Exercise directions:
Tally the lines in the records below that include the string "instance" and give only the total.

Material provided:
····················
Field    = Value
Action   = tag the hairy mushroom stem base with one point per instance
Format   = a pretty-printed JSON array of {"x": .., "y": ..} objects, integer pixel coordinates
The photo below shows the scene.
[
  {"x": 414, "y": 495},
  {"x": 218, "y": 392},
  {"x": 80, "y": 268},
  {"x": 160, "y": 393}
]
····················
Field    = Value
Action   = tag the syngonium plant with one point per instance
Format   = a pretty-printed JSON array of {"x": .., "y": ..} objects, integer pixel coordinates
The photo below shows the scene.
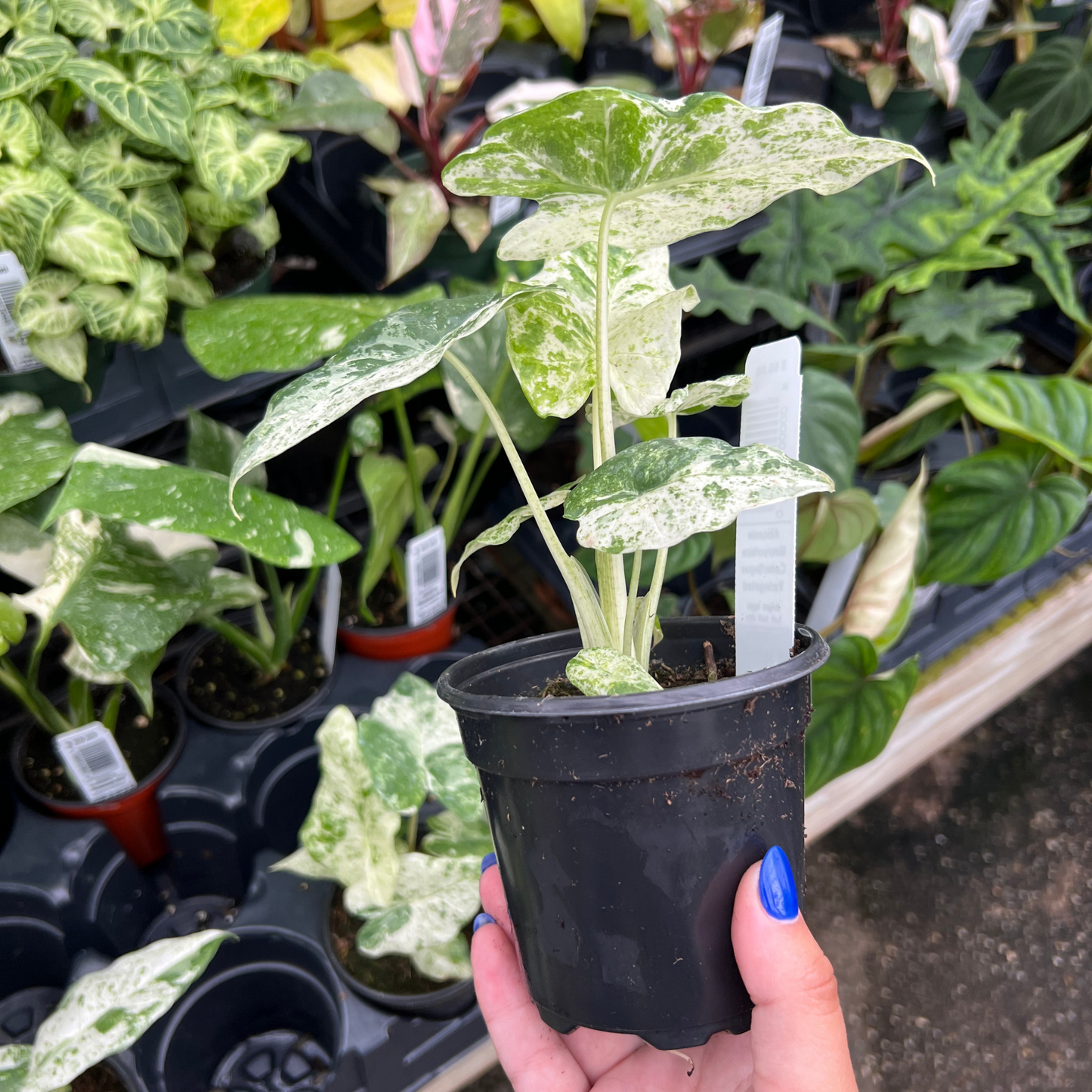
····················
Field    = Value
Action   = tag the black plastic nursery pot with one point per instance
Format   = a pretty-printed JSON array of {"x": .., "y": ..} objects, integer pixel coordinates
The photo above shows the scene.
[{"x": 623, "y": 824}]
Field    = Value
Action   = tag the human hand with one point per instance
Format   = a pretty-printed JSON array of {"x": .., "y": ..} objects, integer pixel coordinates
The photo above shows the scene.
····················
Written answer:
4